Source data
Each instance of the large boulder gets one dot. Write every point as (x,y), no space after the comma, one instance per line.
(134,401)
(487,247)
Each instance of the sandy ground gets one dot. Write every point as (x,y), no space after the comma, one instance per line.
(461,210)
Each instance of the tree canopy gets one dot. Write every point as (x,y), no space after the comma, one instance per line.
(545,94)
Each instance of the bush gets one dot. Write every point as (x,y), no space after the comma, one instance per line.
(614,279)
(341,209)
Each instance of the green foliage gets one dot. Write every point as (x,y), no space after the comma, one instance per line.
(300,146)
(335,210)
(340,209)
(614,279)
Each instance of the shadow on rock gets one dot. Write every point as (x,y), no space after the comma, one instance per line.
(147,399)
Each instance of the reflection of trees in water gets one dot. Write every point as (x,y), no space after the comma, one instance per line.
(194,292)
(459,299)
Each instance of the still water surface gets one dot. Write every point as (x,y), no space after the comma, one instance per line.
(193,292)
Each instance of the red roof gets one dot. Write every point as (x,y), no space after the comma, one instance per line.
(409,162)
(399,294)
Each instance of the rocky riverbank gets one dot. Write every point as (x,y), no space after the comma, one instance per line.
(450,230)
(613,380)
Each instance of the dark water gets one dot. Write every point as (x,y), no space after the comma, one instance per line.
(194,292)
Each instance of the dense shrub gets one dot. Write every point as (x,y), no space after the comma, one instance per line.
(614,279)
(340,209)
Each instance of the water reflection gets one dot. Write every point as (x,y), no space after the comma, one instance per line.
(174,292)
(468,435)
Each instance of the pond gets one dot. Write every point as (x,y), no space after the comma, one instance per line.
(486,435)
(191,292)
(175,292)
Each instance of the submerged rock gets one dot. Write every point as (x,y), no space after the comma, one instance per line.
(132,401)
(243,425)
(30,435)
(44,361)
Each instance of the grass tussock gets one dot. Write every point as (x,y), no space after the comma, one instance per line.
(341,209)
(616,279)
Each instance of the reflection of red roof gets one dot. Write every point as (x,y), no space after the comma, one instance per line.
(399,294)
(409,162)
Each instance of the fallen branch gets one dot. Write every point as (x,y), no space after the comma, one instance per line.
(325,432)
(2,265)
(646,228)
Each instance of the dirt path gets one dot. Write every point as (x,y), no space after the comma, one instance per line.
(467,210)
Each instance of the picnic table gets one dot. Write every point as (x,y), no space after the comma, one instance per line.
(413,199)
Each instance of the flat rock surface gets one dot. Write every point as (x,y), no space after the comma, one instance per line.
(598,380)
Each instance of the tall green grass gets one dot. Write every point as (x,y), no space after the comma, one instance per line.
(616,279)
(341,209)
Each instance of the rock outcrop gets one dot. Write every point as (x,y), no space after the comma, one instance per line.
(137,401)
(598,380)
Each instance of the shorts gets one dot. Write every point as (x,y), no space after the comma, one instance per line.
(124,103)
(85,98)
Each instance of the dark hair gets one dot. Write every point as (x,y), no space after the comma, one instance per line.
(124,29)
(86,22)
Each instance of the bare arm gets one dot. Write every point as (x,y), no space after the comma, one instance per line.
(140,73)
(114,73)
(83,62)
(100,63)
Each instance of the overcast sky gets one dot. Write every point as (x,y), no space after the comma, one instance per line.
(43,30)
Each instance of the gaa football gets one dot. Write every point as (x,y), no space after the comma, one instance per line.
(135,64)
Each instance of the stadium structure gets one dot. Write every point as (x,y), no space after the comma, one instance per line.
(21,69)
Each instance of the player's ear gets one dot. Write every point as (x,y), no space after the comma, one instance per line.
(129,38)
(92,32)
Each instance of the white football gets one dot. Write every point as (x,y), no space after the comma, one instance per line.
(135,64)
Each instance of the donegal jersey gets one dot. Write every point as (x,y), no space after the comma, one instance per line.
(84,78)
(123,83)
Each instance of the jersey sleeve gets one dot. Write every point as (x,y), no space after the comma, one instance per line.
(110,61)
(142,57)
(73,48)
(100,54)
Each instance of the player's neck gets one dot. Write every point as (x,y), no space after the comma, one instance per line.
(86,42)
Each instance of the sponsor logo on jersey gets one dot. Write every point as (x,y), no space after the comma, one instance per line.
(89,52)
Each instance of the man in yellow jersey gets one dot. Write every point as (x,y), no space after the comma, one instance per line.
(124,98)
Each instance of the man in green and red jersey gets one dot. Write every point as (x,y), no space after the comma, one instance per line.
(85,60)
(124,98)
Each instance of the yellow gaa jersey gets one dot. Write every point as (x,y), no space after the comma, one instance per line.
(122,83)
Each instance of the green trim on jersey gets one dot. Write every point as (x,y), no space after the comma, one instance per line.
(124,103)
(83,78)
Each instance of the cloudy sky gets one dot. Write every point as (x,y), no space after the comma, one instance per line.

**HOW TO COMPLETE THIS TASK**
Would you repeat the records above without any changes?

**WRITTEN ANSWER**
Each instance of the large boulder gets one dot. Write every point as (x,y), no space after the comma, one instance per line.
(134,401)
(487,247)
Each instance of the sandy ground gets one dot. Write every point as (x,y), no space after the comma, one instance per line.
(461,210)
Each instance of the tree canopy gets one dot. Write every point as (x,y), no space after the comma, one instance per line.
(545,94)
Each instance of the bush gets one dot. Write every point as (x,y), no space after the comma, one instance per line.
(614,279)
(341,209)
Each instance of the green foliage gets one dot. Write every point as (x,y), no space after the comma, one instance per line.
(300,146)
(335,210)
(340,209)
(614,279)
Each instance of the shadow on rock gets one dot. Write every point as (x,y), no space after the comma, one instance per line.
(147,399)
Each instance of the reflection of trees in water gets one dot. Write every point as (x,y), no space after the comma, one instance per line.
(194,292)
(459,299)
Each instance of the still water surface gets one dot. Write every point as (x,y), no space after the comma, one instance per line.
(193,292)
Each instance of the red roof gets one dot. Write every point as (x,y), no space after the comma, one instance per line.
(409,162)
(399,294)
Each instance of the rocky riverbank gets one dot. Write every point as (x,y), no space after the comma, one instance per line.
(450,230)
(613,380)
Each instance of the dark water gets one dot. Write every point as (x,y), no space after the comma, one instance per line.
(194,292)
Each instance of the dense shrub gets one dot. Write every point as (x,y), no space after the comma, one instance per line.
(614,279)
(340,209)
Each instance of the water reflection gets one dot. Write every point as (x,y), no space after the comma, one instance per line.
(174,292)
(468,435)
Each instance of the pond gets one dot. Write every point as (x,y), no space after the comma, one instance per line.
(486,435)
(191,292)
(175,292)
Each instance of the submerged rock gets one dot. Write every point as (x,y), no space after the comma, one instance per line.
(132,401)
(243,425)
(30,435)
(44,361)
Each instance of the grass tussock gets one dot. Write every point as (x,y), no space after the comma, one instance per line.
(341,209)
(616,279)
Each instance of the reflection of red roof gets one dot. Write every point as (x,y), no space after the comma, one instance per line.
(399,294)
(409,162)
Each instance of the fallen branch gets one dot. Write every point as (x,y), no space after the comma, one instance per line.
(325,432)
(2,265)
(646,228)
Each instance of the dirt path gets one dot. Write every point as (x,y), no space after the comma, one instance per line.
(467,210)
Each instance of the picnic table gets one dot. Write every point as (x,y), no space after the comma, one instance per line.
(413,199)
Each instance of the flat rock surface gets one dot. Write every point as (x,y), no space after the comma, one instance per line.
(598,380)
Each instance of the tall green grass gets one dot. Write every point as (x,y), no space after the comma, one instance per line.
(616,279)
(341,209)
Each instance of the rock outcrop gets one dot. Write every point as (x,y), no space after the comma, one instance per line.
(137,401)
(598,380)
Each instance of the shorts gets one dot. Write every point as (x,y), no space after the comma, one instance per line.
(124,103)
(85,98)
Each instance of the dark hair gets one dot. Write every point as (x,y), no space after the comma, one instance per line.
(124,29)
(86,22)
Each instance of the bare arm gets one dot. Write every point as (x,y), no space after the comma, one instance per line.
(140,73)
(114,73)
(83,62)
(100,63)
Each instance of the overcast sky gets one dot. Write every point as (x,y), no space after the comma, one instance per line.
(43,30)
Each instance of the gaa football gets one dot. Write every point as (x,y), no space after the comma, one instance per line.
(135,64)
Each instance of the stadium structure gets one dot. Write every point as (x,y), no space after the comma, one instance per line.
(21,69)
Each instance of the player's ear gets one dot. Write every point as (x,y), no space after the comma, one instance per line.
(129,38)
(92,32)
Each instance of the white football gets one dot. Write every point as (x,y), no space after the comma, one instance per line.
(135,64)
Each instance of the donegal jersey gets one dot. Write every point as (x,y), no space after the comma, one instance per line.
(84,78)
(123,83)
Each instance of the jersey sleeve gets one dot. Write every point as (x,y), no space after the comma, one instance per line.
(110,61)
(142,57)
(73,48)
(100,54)
Each instance of the player's neck gets one dot. Write every point as (x,y), no space after the comma, one instance per line.
(86,42)
Each instance of the sponsor logo on jersey gets one dot. Write every point as (x,y), no space after the comma, one instance per line.
(89,52)
Each instance of the man in yellow jersey gets one dot. Write every point as (x,y), no space after the comma, one instance per line.
(124,98)
Each instance of the man in green and red jersey gets one dot. Write every point as (x,y), no space after the comma, one instance per line.
(85,60)
(124,98)
Each instance of the yellow gaa jersey gets one dot. Write every point as (x,y), no space after the comma, one instance per line.
(122,83)
Each instance of the green trim on jersey gets one dot. Write every point as (x,y), no space after the comma, one instance per line.
(124,103)
(83,78)
Each instance of the cloudy sky gets one dot. Write every point as (x,y), no space after the comma, one instance per line.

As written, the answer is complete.